(Task material Opens)

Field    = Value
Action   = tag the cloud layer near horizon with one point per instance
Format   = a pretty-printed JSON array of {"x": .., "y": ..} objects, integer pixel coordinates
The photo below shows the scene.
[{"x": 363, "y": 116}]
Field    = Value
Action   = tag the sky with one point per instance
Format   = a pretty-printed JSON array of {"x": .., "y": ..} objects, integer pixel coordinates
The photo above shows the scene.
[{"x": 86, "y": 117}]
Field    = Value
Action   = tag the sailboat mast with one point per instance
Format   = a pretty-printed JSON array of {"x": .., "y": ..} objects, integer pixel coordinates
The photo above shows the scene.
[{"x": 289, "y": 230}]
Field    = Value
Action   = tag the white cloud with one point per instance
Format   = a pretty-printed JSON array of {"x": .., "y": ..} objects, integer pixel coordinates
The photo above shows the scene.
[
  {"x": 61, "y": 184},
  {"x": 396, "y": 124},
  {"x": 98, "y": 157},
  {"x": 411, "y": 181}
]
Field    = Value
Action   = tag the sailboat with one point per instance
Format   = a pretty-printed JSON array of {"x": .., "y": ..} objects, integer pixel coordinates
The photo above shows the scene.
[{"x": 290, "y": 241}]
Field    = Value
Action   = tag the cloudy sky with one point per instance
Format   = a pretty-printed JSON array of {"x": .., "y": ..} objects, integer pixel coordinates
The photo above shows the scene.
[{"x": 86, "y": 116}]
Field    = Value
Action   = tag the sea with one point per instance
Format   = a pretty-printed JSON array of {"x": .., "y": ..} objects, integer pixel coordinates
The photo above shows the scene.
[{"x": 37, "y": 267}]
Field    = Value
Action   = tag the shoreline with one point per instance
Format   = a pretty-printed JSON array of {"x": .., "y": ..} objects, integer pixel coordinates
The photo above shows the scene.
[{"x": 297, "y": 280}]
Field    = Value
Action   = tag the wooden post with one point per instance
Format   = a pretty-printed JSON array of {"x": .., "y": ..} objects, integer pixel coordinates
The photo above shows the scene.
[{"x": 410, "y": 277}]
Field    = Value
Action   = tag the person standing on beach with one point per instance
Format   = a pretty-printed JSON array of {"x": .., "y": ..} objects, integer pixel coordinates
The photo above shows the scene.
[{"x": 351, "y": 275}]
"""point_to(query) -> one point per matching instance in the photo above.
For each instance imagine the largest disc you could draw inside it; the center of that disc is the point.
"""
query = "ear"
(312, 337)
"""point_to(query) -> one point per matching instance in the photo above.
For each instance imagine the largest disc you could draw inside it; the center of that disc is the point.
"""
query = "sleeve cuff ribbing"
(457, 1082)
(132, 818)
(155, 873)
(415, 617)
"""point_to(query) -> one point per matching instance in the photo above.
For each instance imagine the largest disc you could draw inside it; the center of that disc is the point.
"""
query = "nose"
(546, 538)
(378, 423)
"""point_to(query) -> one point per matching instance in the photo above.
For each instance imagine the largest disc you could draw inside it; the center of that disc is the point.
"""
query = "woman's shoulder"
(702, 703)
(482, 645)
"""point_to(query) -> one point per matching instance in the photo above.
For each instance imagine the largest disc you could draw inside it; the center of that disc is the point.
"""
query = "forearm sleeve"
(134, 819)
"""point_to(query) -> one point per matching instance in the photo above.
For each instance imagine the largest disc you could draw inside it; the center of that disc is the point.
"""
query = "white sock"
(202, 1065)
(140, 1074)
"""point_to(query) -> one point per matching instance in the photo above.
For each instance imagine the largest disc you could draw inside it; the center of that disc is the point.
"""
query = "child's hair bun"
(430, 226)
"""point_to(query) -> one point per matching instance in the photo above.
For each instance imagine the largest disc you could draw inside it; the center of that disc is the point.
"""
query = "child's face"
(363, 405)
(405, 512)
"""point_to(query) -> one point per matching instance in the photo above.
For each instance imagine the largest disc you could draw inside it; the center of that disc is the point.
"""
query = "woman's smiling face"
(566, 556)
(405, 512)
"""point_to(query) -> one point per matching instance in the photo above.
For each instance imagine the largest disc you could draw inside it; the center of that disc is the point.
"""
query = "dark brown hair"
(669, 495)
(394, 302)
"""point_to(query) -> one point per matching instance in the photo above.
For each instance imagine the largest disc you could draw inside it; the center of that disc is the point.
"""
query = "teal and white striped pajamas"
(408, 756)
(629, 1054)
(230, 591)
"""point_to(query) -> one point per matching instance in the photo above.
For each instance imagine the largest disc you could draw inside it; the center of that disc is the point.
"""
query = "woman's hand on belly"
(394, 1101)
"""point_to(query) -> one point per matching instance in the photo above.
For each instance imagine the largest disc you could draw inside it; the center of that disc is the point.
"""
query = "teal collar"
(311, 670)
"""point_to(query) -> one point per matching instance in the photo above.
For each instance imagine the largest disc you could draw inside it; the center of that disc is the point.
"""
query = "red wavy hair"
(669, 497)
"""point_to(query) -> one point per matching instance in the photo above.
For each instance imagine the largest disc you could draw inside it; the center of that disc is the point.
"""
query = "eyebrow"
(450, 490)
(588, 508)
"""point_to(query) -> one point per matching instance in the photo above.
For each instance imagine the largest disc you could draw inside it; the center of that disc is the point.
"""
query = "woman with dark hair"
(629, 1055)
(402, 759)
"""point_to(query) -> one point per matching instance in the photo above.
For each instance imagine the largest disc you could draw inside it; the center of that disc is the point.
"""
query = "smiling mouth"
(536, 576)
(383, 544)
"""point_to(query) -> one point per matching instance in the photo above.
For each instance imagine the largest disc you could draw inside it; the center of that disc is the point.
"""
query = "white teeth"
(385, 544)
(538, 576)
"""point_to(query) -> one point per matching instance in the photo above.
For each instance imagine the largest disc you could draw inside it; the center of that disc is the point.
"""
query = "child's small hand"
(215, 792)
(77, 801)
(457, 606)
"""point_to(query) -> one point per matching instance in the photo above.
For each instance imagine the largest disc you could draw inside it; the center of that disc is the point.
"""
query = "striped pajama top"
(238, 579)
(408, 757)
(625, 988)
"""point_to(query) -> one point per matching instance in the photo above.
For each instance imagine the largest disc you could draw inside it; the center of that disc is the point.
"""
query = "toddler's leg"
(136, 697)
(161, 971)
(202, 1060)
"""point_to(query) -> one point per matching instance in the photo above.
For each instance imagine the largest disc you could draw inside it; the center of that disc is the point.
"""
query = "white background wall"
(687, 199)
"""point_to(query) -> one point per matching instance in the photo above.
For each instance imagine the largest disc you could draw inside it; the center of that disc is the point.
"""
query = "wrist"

(Task material Closes)

### Task instructions
Copy out the entries exactly. Begin at the first line and end with the line that has "sailboat with one point per instance".

### Finished task
Field    = Value
Action   = tag the cloud layer near horizon with one point per instance
Format   = a pretty-printed JSON array of {"x": .., "y": ..} objects, integer pixel coordinates
The photo below shows the scene.
[{"x": 363, "y": 116}]
Field    = Value
Action   = tag the sky with one point per instance
Format   = a pretty-printed JSON array of {"x": .., "y": ..} objects, integer pixel coordinates
The photo above shows the scene.
[{"x": 86, "y": 117}]
Field    = Value
Action   = tag the sailboat mast with one point per instance
Format   = a pretty-printed JSON array of {"x": .., "y": ..} objects, integer pixel coordinates
The photo above shows the scene.
[{"x": 289, "y": 230}]
Field    = Value
Action   = tag the white cloud with one point per instance
Format   = a pretty-printed JSON array of {"x": .., "y": ..} objects, integer pixel coordinates
The photo above shows the scene.
[
  {"x": 61, "y": 184},
  {"x": 396, "y": 124},
  {"x": 98, "y": 157},
  {"x": 411, "y": 181}
]
Field    = Value
Action   = tag the sailboat with one point per instance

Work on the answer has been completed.